Reproduce the passage of the Stark spectroscopy abstract between "Charge transfer reactions" and "are extremely short-lived.", inclusive, word for word.
═══ TEXT ═══
Development of Two-dimensional Stark Spectroscopy for the Investigation of Photosynthetic Charge Separation

Abstract

Charge transfer reactions are critical for the efficient function of photosynthetic enzymes. With growing energy demand, understanding the design principles of natural photosynthetic systems is important to aid efforts in developing sustainable energy sources that do not add to the carbon-dioxide burden of the atmosphere. Photosystem II is particularly interesting because it is an ideal model for artificial photovoltaic devices for energy applications: it is efficient, stabilizes the energized state for useful times, and is resilient to photo-damage. Despite decades of study, the mechanism of primary charge separation in this system is still under debate, primarily because the charge-transfer intermediates involved in these reactions do not have strong spectral signatures and are extremely short-lived.

I have developed a novel spectroscopy method called two-dimensional electronic Stark spectroscopy (2DESS) for the study of fast processes involving the movement of charge in photosynthetic proteins. It combines the high sensitivity of Stark spectroscopy to charge-transfer reactions and the high temporal and spectral resolution of two-dimensional electronic spectroscopy. In collaboration with Darius Abramavicius at Vilnius University in Lithuania, I simulated a charge-transfer dimer system similar to the ``special-pair" chlorophylls found in PSII RC thought to be involved in the primary charge-separation process in this system. Based on these simulations, I demonstrated that the 2DESS and Stark spectra for CT states in the PSII do not follow typical Liptay models. There is also evidence to suspect that the parameters used to model the PSII is incorrect. I then demonstrated the experimental technique on an organic polymer often used for photovoltaic applications, observing first-derivative lineshapes consistent with predictions. Following this demonstration, I observed spectral signatures consistent with charge-separation of the PSII RC. Work is underway to extend the simulations to a more complete model system, as well as utilize the experimentally-obtained data to verify proposed models of charge-separation in the PSII RC.
═══ DATA UNDER STUDY ═══
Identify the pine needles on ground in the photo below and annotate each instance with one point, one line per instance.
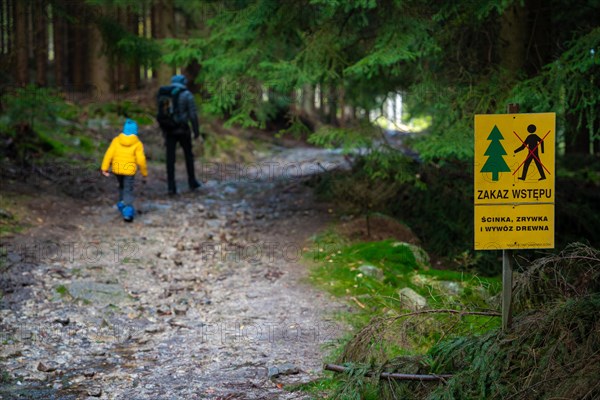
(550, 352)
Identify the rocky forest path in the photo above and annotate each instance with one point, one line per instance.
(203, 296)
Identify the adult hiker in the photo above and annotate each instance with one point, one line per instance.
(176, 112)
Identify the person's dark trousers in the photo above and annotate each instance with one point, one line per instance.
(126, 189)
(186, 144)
═══
═══ DATA UNDER STUDY ═══
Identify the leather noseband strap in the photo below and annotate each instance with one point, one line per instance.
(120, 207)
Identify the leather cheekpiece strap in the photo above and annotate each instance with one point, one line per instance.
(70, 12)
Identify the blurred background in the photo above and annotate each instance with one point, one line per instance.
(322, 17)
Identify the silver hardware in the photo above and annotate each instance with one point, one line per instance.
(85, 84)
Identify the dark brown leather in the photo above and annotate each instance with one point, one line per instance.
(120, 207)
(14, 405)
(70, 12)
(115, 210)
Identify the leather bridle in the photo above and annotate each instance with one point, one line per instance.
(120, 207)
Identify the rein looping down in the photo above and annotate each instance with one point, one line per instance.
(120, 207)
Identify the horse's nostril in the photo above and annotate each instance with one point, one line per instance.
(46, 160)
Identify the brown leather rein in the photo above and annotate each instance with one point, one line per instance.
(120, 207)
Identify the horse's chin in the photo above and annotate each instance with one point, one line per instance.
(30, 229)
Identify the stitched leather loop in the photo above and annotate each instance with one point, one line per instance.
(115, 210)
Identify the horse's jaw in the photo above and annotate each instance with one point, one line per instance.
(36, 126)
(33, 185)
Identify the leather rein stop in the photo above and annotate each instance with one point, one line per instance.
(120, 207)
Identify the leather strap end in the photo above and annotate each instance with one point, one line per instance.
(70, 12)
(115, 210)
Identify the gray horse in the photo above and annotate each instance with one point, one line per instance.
═══
**EXERCISE RESPONSE**
Charge transfer reactions are critical for the efficient function of photosynthetic enzymes. With growing energy demand, understanding the design principles of natural photosynthetic systems is important to aid efforts in developing sustainable energy sources that do not add to the carbon-dioxide burden of the atmosphere. Photosystem II is particularly interesting because it is an ideal model for artificial photovoltaic devices for energy applications: it is efficient, stabilizes the energized state for useful times, and is resilient to photo-damage. Despite decades of study, the mechanism of primary charge separation in this system is still under debate, primarily because the charge-transfer intermediates involved in these reactions do not have strong spectral signatures and are extremely short-lived.